- _DATASET RECORDS_

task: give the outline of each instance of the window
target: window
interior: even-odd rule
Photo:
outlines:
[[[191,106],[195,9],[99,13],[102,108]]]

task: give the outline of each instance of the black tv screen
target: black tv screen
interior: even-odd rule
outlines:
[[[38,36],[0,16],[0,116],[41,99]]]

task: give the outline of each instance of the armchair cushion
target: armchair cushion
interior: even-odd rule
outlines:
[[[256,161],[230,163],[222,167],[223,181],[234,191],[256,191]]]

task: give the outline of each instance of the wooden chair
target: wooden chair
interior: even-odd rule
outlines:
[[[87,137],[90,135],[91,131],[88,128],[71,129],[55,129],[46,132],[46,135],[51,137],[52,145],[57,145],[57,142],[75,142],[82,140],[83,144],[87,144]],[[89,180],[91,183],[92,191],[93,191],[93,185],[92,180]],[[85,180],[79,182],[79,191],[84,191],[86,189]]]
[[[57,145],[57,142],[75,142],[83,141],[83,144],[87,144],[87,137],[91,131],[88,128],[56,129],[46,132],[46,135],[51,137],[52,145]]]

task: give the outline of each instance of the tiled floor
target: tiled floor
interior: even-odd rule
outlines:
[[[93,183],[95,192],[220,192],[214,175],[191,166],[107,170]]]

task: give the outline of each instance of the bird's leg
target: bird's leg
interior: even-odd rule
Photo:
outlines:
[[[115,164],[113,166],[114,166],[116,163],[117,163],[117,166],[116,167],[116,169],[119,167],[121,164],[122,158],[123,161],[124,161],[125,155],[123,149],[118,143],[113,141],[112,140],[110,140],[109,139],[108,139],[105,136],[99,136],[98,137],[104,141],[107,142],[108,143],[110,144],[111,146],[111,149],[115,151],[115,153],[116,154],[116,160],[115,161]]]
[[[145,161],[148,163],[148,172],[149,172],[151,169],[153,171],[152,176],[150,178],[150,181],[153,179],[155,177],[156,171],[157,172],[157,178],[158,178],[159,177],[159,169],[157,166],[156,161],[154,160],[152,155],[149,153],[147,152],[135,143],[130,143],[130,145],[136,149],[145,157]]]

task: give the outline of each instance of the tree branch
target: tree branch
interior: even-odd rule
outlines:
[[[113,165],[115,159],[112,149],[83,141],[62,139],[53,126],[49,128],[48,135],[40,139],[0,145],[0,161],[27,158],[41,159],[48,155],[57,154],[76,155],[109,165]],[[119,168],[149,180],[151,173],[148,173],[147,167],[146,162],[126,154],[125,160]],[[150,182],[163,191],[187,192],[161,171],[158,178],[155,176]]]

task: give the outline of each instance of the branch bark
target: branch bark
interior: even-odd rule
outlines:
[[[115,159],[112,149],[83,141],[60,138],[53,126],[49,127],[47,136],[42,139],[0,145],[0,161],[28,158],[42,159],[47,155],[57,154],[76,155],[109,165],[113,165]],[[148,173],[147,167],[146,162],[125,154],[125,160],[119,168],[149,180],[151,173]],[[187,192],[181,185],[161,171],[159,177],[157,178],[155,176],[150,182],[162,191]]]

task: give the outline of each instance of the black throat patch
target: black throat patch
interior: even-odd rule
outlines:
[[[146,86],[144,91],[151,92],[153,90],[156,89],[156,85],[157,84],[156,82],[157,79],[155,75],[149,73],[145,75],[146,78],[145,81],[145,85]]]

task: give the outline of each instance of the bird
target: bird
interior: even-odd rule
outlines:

- _PROBLEM TO WORK ON_
Rewrite the listing above with every "even-odd rule" changed to "nonzero winding rule" and leave everything else the same.

- _ANSWER FOR THE TASK_
task: give the outline of each instance of the window
target: window
interior: nonzero winding rule
Photo:
outlines:
[[[191,106],[195,9],[99,13],[102,108]]]

task: give the outline of each instance of the black tv screen
target: black tv screen
interior: nonzero winding rule
outlines:
[[[38,36],[0,16],[0,116],[41,99]]]

task: give the outline of each instance of the armchair cushion
target: armchair cushion
interior: nonzero winding rule
outlines:
[[[256,161],[230,163],[222,167],[223,181],[234,191],[256,191]]]

task: give the outline of each instance of the wooden chair
target: wooden chair
interior: nonzero winding rule
outlines:
[[[87,137],[90,135],[91,131],[88,128],[71,129],[55,129],[46,132],[46,135],[51,137],[52,145],[57,145],[57,142],[75,142],[82,140],[83,144],[87,144]],[[89,180],[91,183],[92,191],[93,191],[93,185],[92,180]],[[85,180],[79,182],[79,191],[84,191],[86,189]]]
[[[57,145],[57,142],[75,142],[83,141],[83,144],[87,144],[87,137],[91,131],[88,128],[56,129],[46,132],[46,135],[51,137],[52,145]]]

task: give the outline of each instance of the tiled floor
target: tiled floor
interior: nonzero winding rule
outlines:
[[[93,183],[95,192],[220,192],[214,175],[191,166],[107,170]]]

task: give the outline of each instance of the bird's leg
target: bird's leg
interior: nonzero winding rule
Photo:
outlines:
[[[115,164],[113,166],[114,166],[116,163],[117,163],[117,166],[116,167],[116,169],[119,167],[121,164],[122,158],[123,161],[124,161],[125,155],[123,149],[118,143],[113,141],[112,140],[110,140],[109,139],[108,139],[105,136],[99,136],[98,137],[104,141],[107,142],[108,143],[110,144],[111,146],[111,149],[115,151],[115,153],[116,154],[116,160],[115,161]]]
[[[145,161],[148,163],[148,172],[149,172],[151,169],[153,171],[152,176],[150,178],[150,181],[153,179],[155,177],[156,171],[157,172],[157,178],[158,178],[159,177],[159,169],[157,166],[156,161],[154,160],[152,155],[149,153],[147,152],[135,143],[130,143],[130,145],[136,149],[145,157]]]

task: give the outline of each instance of the tree branch
target: tree branch
interior: nonzero winding rule
outlines:
[[[113,165],[115,159],[112,149],[83,141],[62,139],[53,126],[49,128],[48,135],[40,139],[0,145],[0,161],[27,158],[41,159],[48,155],[57,154],[76,155],[109,165]],[[119,168],[149,180],[151,173],[148,173],[147,167],[146,162],[126,154],[125,160]],[[150,182],[163,191],[187,192],[161,171],[158,178],[155,176]]]

task: give the outline of each instance of the branch bark
target: branch bark
interior: nonzero winding rule
outlines:
[[[115,159],[112,149],[83,141],[60,138],[53,126],[49,127],[47,136],[42,139],[0,145],[0,161],[28,158],[42,159],[47,155],[57,154],[76,155],[109,165],[113,165]],[[148,173],[147,167],[146,162],[125,154],[125,160],[119,168],[149,180],[151,173]],[[187,192],[181,185],[161,171],[159,177],[157,178],[155,176],[150,182],[162,191]]]

task: give the outline of each instance of the black throat patch
target: black throat patch
interior: nonzero winding rule
outlines:
[[[146,86],[144,91],[151,92],[153,90],[156,89],[156,85],[157,84],[156,82],[157,79],[155,75],[149,73],[145,75],[146,78],[145,81],[145,85]]]

task: give the outline of each instance of the bird
target: bird
interior: nonzero winding rule
outlines:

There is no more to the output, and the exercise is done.